:: RECORD SET ::

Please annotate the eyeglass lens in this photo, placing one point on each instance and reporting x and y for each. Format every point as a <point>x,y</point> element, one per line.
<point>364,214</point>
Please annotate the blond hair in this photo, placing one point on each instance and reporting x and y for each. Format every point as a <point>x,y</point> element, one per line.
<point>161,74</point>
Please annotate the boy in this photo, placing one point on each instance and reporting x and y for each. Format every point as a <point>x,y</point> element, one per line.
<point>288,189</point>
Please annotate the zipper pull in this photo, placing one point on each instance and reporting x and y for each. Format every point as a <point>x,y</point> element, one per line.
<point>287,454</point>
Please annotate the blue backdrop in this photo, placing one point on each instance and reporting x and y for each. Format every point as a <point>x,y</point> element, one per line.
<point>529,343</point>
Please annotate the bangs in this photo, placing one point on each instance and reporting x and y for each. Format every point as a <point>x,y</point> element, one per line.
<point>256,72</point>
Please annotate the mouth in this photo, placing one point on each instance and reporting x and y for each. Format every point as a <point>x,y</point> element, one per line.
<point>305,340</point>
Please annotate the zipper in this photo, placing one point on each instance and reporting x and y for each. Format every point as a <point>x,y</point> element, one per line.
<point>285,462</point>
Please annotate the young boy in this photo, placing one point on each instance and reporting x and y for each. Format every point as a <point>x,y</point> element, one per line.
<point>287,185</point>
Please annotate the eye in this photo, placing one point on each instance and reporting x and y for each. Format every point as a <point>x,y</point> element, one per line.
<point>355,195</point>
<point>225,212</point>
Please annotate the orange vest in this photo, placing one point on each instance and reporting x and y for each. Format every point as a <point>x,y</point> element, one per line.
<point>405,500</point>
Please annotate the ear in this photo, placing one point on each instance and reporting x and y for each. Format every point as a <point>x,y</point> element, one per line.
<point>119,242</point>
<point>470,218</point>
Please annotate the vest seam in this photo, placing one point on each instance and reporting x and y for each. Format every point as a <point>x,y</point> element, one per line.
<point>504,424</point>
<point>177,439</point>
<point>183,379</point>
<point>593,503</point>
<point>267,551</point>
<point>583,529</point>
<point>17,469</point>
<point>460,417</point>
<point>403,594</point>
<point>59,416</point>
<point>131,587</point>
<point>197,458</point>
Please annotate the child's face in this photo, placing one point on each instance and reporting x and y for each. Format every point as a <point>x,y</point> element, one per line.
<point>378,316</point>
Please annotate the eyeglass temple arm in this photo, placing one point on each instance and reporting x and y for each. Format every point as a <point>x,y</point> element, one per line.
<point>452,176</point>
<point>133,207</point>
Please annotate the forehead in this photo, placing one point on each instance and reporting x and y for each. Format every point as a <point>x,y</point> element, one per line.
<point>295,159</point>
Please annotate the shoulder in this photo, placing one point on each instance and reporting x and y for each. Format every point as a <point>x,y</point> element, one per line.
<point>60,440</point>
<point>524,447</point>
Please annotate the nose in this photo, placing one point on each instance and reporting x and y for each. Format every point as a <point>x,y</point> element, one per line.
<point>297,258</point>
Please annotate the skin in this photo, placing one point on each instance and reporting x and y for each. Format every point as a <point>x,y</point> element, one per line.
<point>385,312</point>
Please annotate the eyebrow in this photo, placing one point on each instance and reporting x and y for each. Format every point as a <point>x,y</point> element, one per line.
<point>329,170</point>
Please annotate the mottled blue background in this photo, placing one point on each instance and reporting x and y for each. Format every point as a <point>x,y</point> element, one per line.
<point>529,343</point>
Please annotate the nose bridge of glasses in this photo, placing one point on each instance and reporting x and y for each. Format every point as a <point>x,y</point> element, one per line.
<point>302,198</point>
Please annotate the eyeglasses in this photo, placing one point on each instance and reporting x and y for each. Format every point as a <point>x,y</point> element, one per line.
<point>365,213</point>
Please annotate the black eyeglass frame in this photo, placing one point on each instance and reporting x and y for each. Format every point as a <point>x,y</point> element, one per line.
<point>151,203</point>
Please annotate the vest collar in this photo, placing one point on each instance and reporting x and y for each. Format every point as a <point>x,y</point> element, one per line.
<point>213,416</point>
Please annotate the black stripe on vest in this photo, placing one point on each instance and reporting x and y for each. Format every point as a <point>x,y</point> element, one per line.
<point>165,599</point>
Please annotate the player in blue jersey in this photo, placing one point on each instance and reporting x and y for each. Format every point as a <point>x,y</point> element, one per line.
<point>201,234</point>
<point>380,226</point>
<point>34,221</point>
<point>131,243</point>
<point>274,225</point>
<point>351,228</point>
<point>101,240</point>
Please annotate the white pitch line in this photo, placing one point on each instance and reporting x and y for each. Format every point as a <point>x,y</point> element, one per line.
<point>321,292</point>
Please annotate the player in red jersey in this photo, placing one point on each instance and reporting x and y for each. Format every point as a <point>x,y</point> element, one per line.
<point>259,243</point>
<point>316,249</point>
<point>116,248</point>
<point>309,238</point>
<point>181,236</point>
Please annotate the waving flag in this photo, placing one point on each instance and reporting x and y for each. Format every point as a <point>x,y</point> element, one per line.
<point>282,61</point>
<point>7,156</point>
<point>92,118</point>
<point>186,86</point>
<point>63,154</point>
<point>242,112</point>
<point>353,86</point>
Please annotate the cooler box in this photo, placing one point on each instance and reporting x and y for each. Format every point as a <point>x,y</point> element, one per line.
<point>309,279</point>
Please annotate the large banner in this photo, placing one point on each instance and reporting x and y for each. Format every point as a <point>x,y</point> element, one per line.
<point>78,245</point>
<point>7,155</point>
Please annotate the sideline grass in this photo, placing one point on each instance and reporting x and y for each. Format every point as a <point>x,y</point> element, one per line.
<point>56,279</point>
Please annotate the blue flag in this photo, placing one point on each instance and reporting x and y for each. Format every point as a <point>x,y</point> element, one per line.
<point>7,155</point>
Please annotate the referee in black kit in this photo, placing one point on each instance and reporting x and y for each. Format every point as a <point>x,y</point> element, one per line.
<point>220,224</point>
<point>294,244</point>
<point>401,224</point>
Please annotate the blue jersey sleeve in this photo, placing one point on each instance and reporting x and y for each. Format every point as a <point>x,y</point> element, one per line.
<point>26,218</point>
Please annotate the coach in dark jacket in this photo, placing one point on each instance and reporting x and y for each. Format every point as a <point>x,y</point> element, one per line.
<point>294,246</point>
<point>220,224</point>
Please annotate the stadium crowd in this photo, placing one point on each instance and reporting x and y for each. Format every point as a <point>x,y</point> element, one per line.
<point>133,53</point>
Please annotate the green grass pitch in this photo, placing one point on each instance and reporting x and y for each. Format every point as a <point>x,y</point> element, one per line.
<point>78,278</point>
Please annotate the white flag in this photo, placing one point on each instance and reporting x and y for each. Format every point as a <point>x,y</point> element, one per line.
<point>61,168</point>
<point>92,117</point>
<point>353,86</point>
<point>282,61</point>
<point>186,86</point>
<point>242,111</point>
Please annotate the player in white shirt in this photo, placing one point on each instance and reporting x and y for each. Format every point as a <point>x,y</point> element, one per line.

:::
:: RECORD SET ::

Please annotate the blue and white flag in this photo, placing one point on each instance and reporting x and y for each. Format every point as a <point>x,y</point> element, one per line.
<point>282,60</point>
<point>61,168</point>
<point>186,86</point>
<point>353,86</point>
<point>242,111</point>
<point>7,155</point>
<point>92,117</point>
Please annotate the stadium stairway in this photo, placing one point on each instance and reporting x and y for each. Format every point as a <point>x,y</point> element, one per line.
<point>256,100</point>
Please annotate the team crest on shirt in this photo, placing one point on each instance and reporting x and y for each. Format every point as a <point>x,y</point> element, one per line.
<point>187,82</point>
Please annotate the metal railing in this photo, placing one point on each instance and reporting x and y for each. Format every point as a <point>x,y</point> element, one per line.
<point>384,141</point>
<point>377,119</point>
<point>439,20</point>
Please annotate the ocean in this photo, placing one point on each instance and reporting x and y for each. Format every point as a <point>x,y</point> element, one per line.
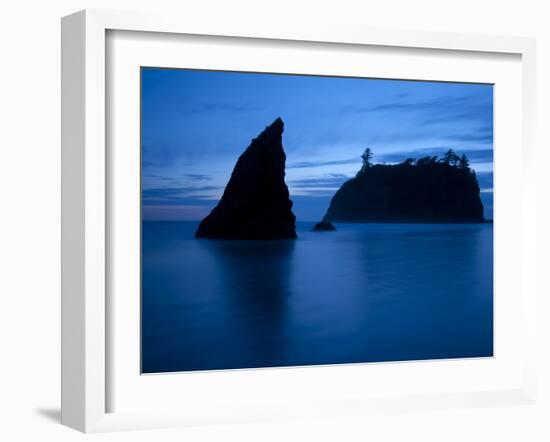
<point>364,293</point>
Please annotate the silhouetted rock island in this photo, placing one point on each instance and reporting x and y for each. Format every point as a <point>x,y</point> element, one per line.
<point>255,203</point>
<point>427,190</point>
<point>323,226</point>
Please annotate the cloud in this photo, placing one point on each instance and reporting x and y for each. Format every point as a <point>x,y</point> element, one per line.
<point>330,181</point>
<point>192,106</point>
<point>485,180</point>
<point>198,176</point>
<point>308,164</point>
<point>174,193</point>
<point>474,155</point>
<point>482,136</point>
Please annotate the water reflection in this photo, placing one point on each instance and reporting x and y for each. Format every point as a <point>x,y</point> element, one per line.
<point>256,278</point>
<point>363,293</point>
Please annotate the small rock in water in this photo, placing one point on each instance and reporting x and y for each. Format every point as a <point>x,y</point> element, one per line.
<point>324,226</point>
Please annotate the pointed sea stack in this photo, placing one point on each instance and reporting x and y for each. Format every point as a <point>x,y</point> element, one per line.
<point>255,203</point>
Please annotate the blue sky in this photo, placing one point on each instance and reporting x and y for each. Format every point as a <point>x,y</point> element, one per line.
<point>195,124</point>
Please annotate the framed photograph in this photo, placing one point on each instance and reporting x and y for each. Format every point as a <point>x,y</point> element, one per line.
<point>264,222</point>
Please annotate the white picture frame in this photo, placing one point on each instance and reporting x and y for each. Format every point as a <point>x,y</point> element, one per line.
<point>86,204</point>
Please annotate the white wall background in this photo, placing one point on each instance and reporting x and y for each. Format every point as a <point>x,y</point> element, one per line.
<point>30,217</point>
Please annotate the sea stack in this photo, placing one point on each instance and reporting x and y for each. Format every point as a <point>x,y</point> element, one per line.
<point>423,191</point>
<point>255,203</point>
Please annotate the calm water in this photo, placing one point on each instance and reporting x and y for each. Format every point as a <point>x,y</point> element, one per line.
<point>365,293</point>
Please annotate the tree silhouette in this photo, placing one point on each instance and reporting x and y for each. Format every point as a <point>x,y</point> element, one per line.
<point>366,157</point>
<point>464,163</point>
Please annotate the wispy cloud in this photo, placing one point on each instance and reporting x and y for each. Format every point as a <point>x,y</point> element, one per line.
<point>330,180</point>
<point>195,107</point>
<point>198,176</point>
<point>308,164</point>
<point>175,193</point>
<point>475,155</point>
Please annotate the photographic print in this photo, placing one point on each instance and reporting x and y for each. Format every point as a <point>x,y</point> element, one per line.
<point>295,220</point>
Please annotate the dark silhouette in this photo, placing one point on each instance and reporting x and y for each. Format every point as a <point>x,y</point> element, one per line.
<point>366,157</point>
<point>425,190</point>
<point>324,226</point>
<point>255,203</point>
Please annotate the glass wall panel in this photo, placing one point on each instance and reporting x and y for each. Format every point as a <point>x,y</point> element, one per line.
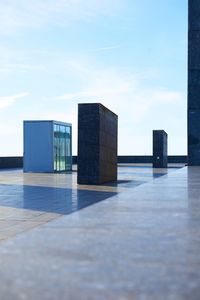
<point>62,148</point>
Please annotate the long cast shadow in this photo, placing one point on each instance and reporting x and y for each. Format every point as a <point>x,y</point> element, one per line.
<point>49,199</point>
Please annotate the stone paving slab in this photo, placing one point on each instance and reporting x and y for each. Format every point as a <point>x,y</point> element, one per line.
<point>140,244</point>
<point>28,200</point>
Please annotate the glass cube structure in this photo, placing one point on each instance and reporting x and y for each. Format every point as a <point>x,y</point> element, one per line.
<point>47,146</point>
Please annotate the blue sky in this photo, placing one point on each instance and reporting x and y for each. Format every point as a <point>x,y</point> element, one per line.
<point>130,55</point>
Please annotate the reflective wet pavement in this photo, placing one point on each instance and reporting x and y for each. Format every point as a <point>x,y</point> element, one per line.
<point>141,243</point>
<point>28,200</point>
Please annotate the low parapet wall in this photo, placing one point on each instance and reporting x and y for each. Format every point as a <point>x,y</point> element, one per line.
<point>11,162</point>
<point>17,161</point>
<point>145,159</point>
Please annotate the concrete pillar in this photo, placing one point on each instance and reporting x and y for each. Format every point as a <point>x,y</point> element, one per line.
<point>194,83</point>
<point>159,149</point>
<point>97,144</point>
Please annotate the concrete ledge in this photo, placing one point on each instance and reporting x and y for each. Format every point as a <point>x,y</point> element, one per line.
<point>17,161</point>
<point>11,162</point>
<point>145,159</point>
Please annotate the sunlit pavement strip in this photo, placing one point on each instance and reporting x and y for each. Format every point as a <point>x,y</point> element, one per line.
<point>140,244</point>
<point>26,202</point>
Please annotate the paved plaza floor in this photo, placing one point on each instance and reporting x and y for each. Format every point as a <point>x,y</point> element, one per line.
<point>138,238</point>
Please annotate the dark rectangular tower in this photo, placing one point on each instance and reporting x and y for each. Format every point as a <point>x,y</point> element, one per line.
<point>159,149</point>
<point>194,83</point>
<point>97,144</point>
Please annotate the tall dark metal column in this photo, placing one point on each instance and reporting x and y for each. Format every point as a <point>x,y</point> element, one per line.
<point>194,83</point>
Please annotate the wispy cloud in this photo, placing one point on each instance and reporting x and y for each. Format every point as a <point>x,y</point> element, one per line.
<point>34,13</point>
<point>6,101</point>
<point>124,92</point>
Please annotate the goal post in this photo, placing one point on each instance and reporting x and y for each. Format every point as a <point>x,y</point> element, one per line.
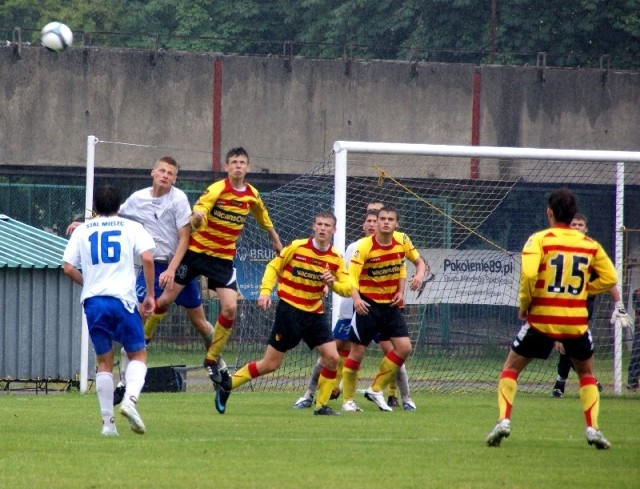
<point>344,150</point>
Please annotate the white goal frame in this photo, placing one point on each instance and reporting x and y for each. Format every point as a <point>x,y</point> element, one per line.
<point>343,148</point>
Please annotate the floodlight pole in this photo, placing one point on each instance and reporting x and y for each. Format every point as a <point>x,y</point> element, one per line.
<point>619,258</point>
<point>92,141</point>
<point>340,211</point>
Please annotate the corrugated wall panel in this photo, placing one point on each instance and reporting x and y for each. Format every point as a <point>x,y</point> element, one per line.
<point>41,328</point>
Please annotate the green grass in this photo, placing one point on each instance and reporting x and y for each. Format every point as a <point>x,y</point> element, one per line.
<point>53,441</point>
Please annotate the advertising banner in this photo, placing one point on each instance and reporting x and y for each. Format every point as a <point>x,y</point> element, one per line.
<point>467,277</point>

:::

> [TASK BRIEF] Render the lines as a Markdown table with the columns No. and Line, starting with the line that contains "Please annotate the tree" and going on through the line that contains "<point>295,220</point>", with blank lines left out.

> [OUTPUT BELOW]
| No. | Line |
|---|---|
| 1 | Please annotate the tree silhouette in this photo, placing one point on each instance and reporting x and y for each. Format every point as a <point>x,y</point> element, one per line. |
| 2 | <point>366,157</point> |
| 3 | <point>464,163</point> |
| 4 | Please annotate the wispy cloud in this photo, placing one point on each instance and reporting x and y for each. Format every point as a <point>x,y</point> element, one per line. |
| 5 | <point>330,180</point> |
| 6 | <point>195,107</point> |
| 7 | <point>198,176</point> |
| 8 | <point>308,164</point> |
| 9 | <point>175,193</point> |
| 10 | <point>475,155</point> |
| 11 | Please annotate the photographic print in this photo, placing one point on each instance and reporting x and y for each. Format every point as a <point>x,y</point> element, one per line. |
| 12 | <point>295,220</point> |